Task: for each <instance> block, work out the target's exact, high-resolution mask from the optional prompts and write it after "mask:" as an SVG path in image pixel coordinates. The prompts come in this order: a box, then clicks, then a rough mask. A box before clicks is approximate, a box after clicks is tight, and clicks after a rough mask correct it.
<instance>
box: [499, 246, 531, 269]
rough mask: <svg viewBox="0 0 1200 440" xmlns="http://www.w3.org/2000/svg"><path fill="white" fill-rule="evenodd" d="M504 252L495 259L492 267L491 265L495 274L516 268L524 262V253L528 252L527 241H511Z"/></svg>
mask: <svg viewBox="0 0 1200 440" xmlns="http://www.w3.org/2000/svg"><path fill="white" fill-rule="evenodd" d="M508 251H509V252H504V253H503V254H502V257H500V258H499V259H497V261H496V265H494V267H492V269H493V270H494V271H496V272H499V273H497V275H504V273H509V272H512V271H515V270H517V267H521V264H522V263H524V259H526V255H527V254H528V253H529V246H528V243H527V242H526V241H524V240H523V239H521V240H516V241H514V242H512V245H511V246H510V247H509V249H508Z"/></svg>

◆ ◆ ◆ ◆

**WORK INSTRUCTIONS**
Reproduce each line of the material exactly as given.

**SOLUTION FOR THIS TASK**
Task: for each <instance> block, work out the target's exact, high-resolution mask from the optional prompts and write it after "mask:" as an SVG path in image pixel coordinates. The prompts come in this order: a box, then clicks, then a rough mask. A box before clicks is approximate, a box after clicks is tight, and clicks after a rough mask correct it.
<instance>
box: [499, 246, 531, 269]
rough mask: <svg viewBox="0 0 1200 440" xmlns="http://www.w3.org/2000/svg"><path fill="white" fill-rule="evenodd" d="M504 252L495 259L492 267L491 265L495 274L516 268L524 262V253L528 252L527 241H511Z"/></svg>
mask: <svg viewBox="0 0 1200 440" xmlns="http://www.w3.org/2000/svg"><path fill="white" fill-rule="evenodd" d="M508 251H509V252H504V253H503V254H502V257H500V258H499V259H497V261H496V265H494V267H492V269H493V270H494V271H496V272H499V273H497V275H504V273H509V272H512V271H515V270H517V267H521V264H522V263H524V259H526V255H527V254H528V253H529V246H528V243H527V242H526V241H524V240H523V239H521V240H516V241H514V242H512V245H511V246H510V247H509V249H508Z"/></svg>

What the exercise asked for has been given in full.